▶ Extrait choisi:
------------

L’esthétique d’Aka Ana émerge de sa contradiction même : de la laideur naît la fleur. Bercé par son texte somptueusement cru et poétique, Aka Ana multiplie les confessions vraies, fantasmées ou recomposées. C’est la plupart du temps la même voix-off qui s’exprime au nom de toutes, confession par confession, presque mélodique, tragique.
 « Je veux te raconter l’histoire de quelques filles, celle pour qui le sexe est une arme dont elle se sert pour tuer l’homme, celle pour qui le goût de la salive, le goût du sperme et le goût du vomi qui se mélangent sont le goût de la vie et la soulagent, celle qui tente de vivre sans ressentir les blessures de son coeur et de son corps »
Aka Ana ne raconte donc pas d’histoire, mais suit au fil des nuits ces filles sans joie, bien loin de l’esthétisation et idéalisation masculine de la prostitution, s’exprimant sur le sexe, la chair, leur vie car elle est là, malgré l’anéantissement et la solitude, comme un soubresaut aussi violent que l’orgasme. Elles se racontent et le racontent.

------------

▶ Données:
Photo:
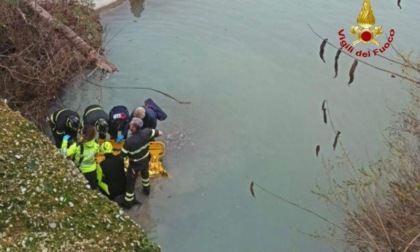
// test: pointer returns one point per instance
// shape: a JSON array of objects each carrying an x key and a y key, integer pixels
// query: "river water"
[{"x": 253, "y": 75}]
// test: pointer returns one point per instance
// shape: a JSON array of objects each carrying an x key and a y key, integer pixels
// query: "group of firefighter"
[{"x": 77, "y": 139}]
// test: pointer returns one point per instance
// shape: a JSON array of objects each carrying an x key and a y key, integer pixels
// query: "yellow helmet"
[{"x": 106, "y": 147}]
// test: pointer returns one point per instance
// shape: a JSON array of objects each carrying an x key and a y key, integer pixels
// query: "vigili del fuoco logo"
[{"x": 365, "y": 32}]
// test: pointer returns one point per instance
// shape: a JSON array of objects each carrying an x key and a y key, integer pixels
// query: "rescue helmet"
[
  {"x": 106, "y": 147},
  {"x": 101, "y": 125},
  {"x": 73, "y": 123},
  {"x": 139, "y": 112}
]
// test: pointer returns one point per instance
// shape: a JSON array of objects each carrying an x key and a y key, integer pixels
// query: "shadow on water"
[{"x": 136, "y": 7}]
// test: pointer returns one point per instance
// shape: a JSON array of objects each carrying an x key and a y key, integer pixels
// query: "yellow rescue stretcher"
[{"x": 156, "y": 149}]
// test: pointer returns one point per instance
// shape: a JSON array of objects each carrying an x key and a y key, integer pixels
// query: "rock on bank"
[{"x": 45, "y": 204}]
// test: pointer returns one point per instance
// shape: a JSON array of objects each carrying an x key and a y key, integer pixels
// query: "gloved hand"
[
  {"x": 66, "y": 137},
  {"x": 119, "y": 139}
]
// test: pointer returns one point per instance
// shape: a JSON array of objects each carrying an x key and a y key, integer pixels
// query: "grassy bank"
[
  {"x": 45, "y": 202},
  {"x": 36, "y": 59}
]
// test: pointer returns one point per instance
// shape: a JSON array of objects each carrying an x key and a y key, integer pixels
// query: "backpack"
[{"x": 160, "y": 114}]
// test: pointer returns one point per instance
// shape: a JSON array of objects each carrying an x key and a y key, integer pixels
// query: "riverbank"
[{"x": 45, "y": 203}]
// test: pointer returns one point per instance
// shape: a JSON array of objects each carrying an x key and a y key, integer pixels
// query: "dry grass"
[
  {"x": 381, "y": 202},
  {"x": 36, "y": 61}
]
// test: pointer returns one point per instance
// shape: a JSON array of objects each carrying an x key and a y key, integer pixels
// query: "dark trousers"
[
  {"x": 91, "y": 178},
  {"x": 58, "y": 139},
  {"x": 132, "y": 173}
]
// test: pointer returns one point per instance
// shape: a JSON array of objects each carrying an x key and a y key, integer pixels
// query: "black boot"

------------

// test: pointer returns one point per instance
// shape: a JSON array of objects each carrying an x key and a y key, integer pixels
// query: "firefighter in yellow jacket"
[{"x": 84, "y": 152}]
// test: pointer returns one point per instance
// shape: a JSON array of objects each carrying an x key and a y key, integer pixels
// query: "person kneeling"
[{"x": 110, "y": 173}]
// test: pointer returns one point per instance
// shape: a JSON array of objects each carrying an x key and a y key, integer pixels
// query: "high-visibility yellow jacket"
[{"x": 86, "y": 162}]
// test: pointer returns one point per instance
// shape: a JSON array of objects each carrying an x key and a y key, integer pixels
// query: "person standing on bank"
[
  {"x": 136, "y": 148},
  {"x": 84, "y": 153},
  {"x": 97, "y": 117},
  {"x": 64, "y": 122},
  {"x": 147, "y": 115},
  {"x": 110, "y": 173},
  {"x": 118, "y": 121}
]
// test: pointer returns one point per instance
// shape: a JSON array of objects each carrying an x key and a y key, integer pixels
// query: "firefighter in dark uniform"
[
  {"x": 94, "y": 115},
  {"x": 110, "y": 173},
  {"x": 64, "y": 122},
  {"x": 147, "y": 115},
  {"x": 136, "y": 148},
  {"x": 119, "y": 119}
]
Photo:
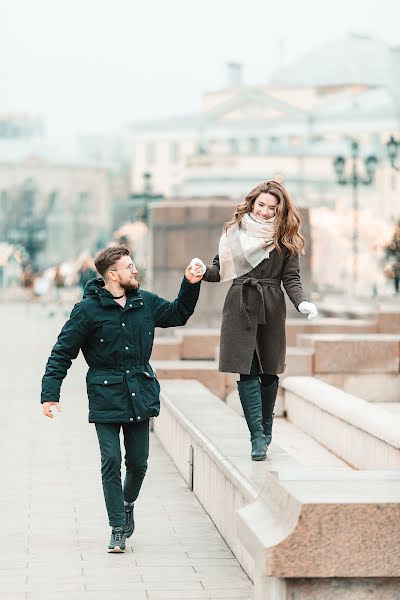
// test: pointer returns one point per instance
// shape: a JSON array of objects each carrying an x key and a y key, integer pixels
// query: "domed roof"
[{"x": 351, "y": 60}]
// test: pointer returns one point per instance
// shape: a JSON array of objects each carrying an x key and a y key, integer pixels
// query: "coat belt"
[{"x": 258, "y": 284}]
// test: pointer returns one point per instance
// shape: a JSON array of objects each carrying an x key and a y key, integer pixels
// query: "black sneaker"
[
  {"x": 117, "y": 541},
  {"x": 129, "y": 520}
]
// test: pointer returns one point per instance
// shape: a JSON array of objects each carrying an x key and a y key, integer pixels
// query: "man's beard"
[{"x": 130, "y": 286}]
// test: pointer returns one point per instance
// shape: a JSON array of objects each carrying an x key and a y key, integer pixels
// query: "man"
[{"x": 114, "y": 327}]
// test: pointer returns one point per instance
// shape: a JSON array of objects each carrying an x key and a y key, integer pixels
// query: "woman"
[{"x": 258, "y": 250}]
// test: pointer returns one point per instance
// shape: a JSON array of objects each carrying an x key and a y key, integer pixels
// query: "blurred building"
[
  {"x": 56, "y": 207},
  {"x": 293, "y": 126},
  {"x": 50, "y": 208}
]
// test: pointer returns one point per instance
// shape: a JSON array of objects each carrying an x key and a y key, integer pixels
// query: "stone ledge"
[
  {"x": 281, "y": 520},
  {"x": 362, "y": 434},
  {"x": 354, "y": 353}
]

------------

▶ Consigne 1:
Pour chacune des affirmations suivantes, dites si elle concorde avec l’extrait choisi en répondant par oui ou par non, puis citez à l’identique les mots décisifs de l’extrait. (a) Aka Ana raconte une histoire suivie. (b) La plupart du temps, une seule et même voix-off parle au nom de toutes. (c) Aka Ana idéalise la prostitution.
▶ Consigne 2:
Condensez le paragraphe de l’extrait choisi qui commence par « Aka Ana ne raconte donc pas d’histoire » tout en conservant ses faits principaux.

▶ Résultat attendu 1:
(a) Non : « Aka Ana ne raconte donc pas d’histoire ».
(b) Oui : « C’est la plupart du temps la même voix-off qui s’exprime au nom de toutes ».
(c) Non : « bien loin de l’esthétisation et idéalisation masculine de la prostitution ».

▶ Résultat attendu 2:
Aka Ana ne raconte pas d’histoire mais suit, nuit après nuit, des filles sans joie, loin de l’idéalisation masculine de la prostitution. Elles parlent du sexe, de la chair et de leur vie, qui persiste malgré l’anéantissement et la solitude. Elles se racontent et le racontent.